'''
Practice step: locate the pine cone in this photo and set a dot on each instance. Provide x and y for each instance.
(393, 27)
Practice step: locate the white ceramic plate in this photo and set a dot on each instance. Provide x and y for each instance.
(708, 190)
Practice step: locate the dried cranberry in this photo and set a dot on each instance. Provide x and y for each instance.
'''
'''
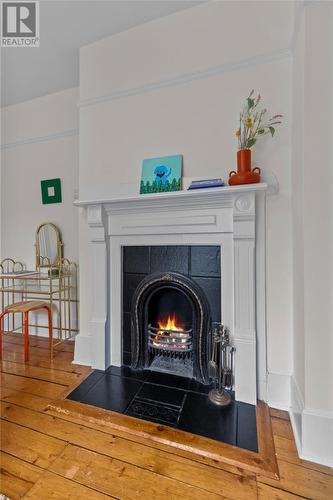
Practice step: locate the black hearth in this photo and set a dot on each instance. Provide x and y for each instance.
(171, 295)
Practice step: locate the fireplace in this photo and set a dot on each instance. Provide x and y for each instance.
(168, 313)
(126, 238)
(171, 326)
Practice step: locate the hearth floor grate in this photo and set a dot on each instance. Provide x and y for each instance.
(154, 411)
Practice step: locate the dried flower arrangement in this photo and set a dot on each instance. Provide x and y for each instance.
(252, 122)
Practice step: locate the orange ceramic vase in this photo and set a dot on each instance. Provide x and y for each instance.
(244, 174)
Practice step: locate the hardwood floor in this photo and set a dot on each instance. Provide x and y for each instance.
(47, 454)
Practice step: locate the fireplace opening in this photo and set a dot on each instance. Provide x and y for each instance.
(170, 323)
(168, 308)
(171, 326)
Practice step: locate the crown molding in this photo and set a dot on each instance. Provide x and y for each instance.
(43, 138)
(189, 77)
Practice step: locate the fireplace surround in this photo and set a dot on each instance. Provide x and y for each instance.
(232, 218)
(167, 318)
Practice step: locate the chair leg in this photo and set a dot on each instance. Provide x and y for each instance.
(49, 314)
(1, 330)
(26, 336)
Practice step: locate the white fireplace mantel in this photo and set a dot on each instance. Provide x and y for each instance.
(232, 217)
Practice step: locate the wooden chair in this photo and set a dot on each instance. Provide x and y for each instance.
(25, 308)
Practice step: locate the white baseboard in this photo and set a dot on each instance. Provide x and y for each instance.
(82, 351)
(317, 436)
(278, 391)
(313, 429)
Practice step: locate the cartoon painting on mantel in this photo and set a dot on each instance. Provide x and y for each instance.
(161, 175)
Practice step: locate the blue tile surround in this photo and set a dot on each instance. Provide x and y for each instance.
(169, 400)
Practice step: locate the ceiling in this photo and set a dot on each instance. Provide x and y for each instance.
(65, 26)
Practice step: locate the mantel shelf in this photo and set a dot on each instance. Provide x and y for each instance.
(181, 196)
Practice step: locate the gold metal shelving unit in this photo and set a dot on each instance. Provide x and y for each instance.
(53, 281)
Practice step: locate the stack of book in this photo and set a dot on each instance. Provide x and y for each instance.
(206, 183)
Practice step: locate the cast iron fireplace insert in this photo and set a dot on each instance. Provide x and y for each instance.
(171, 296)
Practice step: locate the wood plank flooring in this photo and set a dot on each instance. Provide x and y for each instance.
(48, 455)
'''
Filter the data above and copy out every line that contains the string "fireplace".

Practice step: locate the fireplace in this photo and set a dot on each instance. Provide x and y for each instance.
Practice step: locate the fireplace opening in this photo and set a dot on each instance. Provide x and y for each instance.
Practice step: locate the fireplace surround in this photo and set a dot on each instance. Provide x and y for each instance.
Practice step: locate the white fireplace mantel in this photo and set a dot on each instance. Provide x and y for each instance.
Practice step: locate the cast iron fireplace insert in this photo and set a dot on each instance. Provide x and y for each instance.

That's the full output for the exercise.